* **Lista de exercícios**
a: De acordo com o texto para leitura, de qual estado é a Lei Complementar 1.010/2007?
b: Traduza para o inglês a seguinte frase do texto para leitura: "Assim, não há como se considerar válida lei estadual que inclua no conceito de “manutenção e desenvolvimento do ensino” o pagamento dos servidores inativos da área da educação, em arrepio às disposições da Lei de Diretrizes e Bases, que consiste em legítimo exercício da competência legislativa da União, constitucionalmente assegurado."
c: Transcreva do texto para leitura o trecho que começa em "NOTA DO ESCRITÓRIO" e termina em "JULGADA PARCIALMENTE PROCEDENTE.".

* **Texto para leitura**
+--

Assim, não há como se considerar válida lei estadual que inclua no conceito de “manutenção e desenvolvimento do ensino” o pagamento dos servidores inativos da área da educação, em arrepio às disposições da Lei de Diretrizes e Bases, que consiste em legítimo exercício da competência legislativa da União, constitucionalmente assegurado.

NOTA DO ESCRITÓRIO

Em acréscimo a matéria colacionamos a ementa do acórdão:

AÇÃO DIRETA DE INCONSTITUCIONALIDADE. DIREITO CONSTITUCIONAL E FINANCEIRO. EDUCAÇÃO. ARTS. 26, I, E 27 DA LEI COMPLEMENTAR 1.010/2007 DO ESTADO DE SÃO PAULO. CÔMPUTO DE DESPESAS COM PREVIDÊNCIA E INATIVOS PARA EFEITO DE CUMPRIMENTO DE VINCULAÇÃO CONSTITUCIONAL ORÇAMENTÁRIA EM EDUCAÇÃO. COMPETÊNCIA PARA EDIÇÕES DE NORMAS GERAIS DE EDUCAÇÃO JÁ EXERCIDA PELA UNIÃO. IMPOSSIBILIDADE DE LEI ESTADUAL DISPOR DO ASSUNTO DE FORMA DIVERSA. VIOLAÇÃO DOS ARTS. 22, XXIV, 24, IX § 1º § 4°; 212 CAPUT, E 167, VI. AÇÃO JULGADA PARCIALMENTE PROCEDENTE.

+--

* **Material fornecido**
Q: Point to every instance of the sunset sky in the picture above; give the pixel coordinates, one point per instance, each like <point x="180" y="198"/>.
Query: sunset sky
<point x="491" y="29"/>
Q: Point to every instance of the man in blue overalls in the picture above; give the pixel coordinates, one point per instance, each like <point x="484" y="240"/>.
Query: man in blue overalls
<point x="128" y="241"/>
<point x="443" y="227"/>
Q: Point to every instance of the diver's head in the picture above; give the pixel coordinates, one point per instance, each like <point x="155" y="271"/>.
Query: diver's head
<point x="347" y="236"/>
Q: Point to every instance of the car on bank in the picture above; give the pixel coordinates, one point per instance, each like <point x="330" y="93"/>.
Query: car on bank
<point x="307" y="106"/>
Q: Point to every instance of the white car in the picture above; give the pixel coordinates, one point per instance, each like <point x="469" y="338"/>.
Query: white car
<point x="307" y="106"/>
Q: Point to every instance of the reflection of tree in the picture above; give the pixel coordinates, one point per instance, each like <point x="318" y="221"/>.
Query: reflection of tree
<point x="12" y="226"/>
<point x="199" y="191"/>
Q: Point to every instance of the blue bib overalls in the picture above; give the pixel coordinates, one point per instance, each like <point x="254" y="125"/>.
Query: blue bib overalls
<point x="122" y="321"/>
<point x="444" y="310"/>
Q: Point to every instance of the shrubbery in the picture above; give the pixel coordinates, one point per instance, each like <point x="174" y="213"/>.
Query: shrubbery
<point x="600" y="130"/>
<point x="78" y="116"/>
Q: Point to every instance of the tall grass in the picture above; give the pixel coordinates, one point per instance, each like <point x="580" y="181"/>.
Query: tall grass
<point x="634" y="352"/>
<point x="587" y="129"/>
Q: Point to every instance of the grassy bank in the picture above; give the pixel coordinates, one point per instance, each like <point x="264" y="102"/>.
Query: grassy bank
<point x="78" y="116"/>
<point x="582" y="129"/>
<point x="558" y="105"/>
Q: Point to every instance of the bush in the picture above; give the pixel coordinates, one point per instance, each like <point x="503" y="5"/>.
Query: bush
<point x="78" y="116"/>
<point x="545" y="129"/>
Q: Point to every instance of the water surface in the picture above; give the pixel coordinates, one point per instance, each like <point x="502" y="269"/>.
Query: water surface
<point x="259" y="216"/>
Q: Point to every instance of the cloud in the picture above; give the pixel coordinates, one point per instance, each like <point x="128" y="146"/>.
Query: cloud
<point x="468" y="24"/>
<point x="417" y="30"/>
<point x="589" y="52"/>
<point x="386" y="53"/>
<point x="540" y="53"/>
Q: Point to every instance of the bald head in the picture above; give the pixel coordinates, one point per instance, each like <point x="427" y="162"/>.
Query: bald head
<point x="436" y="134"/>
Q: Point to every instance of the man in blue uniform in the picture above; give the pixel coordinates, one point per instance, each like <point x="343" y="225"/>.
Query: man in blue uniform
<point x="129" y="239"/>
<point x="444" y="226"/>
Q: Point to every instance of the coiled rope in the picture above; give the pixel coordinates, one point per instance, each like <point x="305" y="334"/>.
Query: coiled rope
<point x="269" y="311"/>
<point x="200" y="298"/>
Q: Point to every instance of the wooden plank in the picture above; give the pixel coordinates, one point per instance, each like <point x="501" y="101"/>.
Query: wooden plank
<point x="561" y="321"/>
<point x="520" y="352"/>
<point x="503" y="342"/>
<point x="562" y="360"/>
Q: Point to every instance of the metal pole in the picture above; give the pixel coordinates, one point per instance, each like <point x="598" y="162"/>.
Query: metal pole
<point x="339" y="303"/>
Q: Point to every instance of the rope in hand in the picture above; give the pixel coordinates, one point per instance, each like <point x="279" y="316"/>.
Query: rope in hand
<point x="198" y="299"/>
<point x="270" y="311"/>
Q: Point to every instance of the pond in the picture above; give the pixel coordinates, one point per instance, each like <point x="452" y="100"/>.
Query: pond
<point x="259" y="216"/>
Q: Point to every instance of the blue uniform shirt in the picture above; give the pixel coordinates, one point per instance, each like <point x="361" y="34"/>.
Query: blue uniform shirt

+--

* **Respostas do exercício**
a: Do Estado de São Paulo.

b: Thus, there is no way to consider valid a state law that includes in the concept of “maintenance and development of education” the payment of retired public servants in the field of education, in violation of the provisions of the Law of Guidelines and Bases, which constitutes a legitimate exercise of the legislative competence of the Union, constitutionally guaranteed.

c:
NOTA DO ESCRITÓRIO

Em acréscimo a matéria colacionamos a ementa do acórdão:

AÇÃO DIRETA DE INCONSTITUCIONALIDADE. DIREITO CONSTITUCIONAL E FINANCEIRO. EDUCAÇÃO. ARTS. 26, I, E 27 DA LEI COMPLEMENTAR 1.010/2007 DO ESTADO DE SÃO PAULO. CÔMPUTO DE DESPESAS COM PREVIDÊNCIA E INATIVOS PARA EFEITO DE CUMPRIMENTO DE VINCULAÇÃO CONSTITUCIONAL ORÇAMENTÁRIA EM EDUCAÇÃO. COMPETÊNCIA PARA EDIÇÕES DE NORMAS GERAIS DE EDUCAÇÃO JÁ EXERCIDA PELA UNIÃO. IMPOSSIBILIDADE DE LEI ESTADUAL DISPOR DO ASSUNTO DE FORMA DIVERSA. VIOLAÇÃO DOS ARTS. 22, XXIV, 24, IX § 1º § 4°; 212 CAPUT, E 167, VI. AÇÃO JULGADA PARCIALMENTE PROCEDENTE.